> _Exercise_:
In the entries below, find the line with "Target: bright sun glare" and the line with "684, row 570.". Return those two lines and all lines between them, exactly.

Stored items from a collection:
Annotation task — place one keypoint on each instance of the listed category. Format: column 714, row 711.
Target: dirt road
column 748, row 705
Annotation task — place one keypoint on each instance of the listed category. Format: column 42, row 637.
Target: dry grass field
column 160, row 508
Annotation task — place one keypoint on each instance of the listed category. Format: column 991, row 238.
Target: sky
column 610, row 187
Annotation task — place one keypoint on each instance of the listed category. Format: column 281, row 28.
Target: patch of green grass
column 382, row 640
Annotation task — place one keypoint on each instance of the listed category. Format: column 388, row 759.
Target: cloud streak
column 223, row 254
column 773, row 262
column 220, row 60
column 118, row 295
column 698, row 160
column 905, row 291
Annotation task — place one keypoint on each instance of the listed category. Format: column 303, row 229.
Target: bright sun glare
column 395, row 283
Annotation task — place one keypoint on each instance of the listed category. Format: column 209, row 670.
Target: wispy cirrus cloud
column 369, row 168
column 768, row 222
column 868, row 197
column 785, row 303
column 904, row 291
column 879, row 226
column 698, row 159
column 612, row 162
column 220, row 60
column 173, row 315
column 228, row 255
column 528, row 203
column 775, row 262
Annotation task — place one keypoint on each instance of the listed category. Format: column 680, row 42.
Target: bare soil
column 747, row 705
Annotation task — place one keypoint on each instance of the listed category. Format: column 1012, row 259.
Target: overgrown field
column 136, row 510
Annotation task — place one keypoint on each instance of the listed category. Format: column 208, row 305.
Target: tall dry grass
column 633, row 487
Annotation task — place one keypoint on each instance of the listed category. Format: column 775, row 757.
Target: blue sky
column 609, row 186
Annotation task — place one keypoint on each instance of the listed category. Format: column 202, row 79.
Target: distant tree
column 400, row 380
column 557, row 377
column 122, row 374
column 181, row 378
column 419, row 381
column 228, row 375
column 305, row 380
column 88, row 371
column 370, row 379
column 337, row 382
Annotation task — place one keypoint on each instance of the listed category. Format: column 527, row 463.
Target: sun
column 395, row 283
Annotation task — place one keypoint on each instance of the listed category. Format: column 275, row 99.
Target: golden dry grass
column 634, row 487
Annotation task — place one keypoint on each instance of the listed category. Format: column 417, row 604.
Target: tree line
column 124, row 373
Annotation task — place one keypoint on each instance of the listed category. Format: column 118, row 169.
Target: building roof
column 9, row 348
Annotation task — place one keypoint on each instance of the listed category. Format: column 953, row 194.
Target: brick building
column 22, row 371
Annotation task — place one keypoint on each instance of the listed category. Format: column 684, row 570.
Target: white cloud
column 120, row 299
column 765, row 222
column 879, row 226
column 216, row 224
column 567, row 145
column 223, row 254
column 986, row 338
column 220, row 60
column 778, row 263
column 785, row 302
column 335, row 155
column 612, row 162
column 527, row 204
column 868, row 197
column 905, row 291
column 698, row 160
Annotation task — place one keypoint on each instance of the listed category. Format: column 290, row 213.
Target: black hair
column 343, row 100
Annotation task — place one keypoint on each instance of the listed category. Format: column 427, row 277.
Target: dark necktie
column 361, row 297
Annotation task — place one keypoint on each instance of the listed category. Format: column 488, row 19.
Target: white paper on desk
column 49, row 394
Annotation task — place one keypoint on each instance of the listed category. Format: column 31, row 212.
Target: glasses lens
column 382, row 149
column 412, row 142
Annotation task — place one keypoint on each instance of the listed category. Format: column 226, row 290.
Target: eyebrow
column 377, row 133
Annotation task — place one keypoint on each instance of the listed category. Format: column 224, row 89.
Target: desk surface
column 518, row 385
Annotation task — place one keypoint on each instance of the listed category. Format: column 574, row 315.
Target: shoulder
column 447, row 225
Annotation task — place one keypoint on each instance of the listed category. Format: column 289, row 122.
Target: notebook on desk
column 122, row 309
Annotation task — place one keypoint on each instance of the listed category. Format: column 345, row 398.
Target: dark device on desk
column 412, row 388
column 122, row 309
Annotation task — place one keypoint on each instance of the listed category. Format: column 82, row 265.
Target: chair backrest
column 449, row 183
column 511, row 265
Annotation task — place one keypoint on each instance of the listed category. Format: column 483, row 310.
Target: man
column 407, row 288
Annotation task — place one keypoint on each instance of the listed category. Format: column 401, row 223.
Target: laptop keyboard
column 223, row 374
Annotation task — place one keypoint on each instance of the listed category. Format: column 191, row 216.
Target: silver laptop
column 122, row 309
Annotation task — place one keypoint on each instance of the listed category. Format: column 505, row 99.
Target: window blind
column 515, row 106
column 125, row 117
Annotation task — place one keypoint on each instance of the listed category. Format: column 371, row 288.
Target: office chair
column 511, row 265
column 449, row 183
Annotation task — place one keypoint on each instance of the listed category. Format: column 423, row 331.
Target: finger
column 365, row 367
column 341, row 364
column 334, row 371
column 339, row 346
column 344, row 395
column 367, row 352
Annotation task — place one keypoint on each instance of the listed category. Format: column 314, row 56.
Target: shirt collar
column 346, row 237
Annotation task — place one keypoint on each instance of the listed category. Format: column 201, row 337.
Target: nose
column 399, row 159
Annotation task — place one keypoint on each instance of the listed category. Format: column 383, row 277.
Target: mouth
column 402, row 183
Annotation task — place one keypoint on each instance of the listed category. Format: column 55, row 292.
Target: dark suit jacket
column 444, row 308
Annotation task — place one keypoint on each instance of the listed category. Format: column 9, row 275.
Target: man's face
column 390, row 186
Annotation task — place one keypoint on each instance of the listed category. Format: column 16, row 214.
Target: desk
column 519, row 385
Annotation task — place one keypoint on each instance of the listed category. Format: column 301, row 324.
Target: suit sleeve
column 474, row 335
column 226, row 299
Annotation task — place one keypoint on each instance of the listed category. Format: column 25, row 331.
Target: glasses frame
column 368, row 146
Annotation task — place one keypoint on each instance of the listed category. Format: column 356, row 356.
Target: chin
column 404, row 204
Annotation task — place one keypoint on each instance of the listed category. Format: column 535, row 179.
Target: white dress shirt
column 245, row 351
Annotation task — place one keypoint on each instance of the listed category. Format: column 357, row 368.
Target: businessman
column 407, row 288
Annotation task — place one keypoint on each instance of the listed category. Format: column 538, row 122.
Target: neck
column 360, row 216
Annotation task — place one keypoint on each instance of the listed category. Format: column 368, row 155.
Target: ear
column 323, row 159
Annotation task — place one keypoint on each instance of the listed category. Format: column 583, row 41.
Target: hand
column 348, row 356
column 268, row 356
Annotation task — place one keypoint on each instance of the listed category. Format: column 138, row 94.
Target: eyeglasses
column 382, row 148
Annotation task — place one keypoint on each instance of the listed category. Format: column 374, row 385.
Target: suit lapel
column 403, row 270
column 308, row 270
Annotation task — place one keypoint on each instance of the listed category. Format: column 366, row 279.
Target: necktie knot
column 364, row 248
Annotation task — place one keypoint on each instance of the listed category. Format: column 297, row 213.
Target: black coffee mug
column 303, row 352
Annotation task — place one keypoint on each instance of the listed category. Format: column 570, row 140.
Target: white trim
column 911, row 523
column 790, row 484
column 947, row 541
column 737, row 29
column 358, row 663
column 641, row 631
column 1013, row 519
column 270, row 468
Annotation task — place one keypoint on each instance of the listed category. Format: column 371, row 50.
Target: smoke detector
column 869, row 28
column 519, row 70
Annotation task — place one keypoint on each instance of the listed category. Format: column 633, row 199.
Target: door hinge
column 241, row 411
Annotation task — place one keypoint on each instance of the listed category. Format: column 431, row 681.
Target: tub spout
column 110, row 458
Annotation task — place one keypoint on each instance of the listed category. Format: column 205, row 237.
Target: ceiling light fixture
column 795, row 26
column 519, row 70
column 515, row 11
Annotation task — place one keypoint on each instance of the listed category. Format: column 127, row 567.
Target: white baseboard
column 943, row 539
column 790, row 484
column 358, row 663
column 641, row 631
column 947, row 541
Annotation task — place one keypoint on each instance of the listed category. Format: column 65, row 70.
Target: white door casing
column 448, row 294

> _Answer box_:
Target: bright sun glare
column 395, row 283
Annotation task — place one keypoint on each instance of the listed category. Format: column 209, row 670.
Target: wispy cirrus cloud
column 369, row 168
column 768, row 222
column 868, row 197
column 785, row 303
column 904, row 291
column 879, row 226
column 698, row 159
column 612, row 162
column 220, row 60
column 173, row 315
column 228, row 255
column 528, row 203
column 775, row 262
Annotation task — place one keypoint on each instance of the listed category. Format: column 680, row 42.
Target: bare soil
column 747, row 705
Annotation task — place one keypoint on each instance of the listed category. Format: column 1012, row 259.
Target: overgrown field
column 136, row 510
Annotation task — place one keypoint on each instance of the listed category. Format: column 208, row 305.
Target: tall dry grass
column 633, row 487
Annotation task — place one keypoint on each instance of the listed category. Format: column 775, row 757.
Target: blue sky
column 609, row 186
Annotation task — place one keypoint on each instance of the listed category. Format: column 202, row 79.
Target: distant tree
column 400, row 380
column 557, row 377
column 122, row 374
column 181, row 378
column 419, row 381
column 228, row 375
column 305, row 380
column 88, row 371
column 370, row 379
column 337, row 382
Annotation task — place one keypoint on each instance of the listed category. Format: column 527, row 463.
Target: sun
column 395, row 283
Annotation task — place one keypoint on each instance of the listed category. Format: column 275, row 99.
Target: golden dry grass
column 634, row 487
Annotation task — place one keypoint on each instance of the listed category. Format: column 417, row 604.
Target: tree line
column 124, row 373
Annotation task — place one keypoint on each instance of the listed category. Format: column 118, row 169.
Target: building roof
column 9, row 348
Annotation task — place one keypoint on each instance of the listed category. Format: column 953, row 194.
Target: brick building
column 22, row 371
Annotation task — place one keypoint on each instance of the listed category. Format: column 684, row 570.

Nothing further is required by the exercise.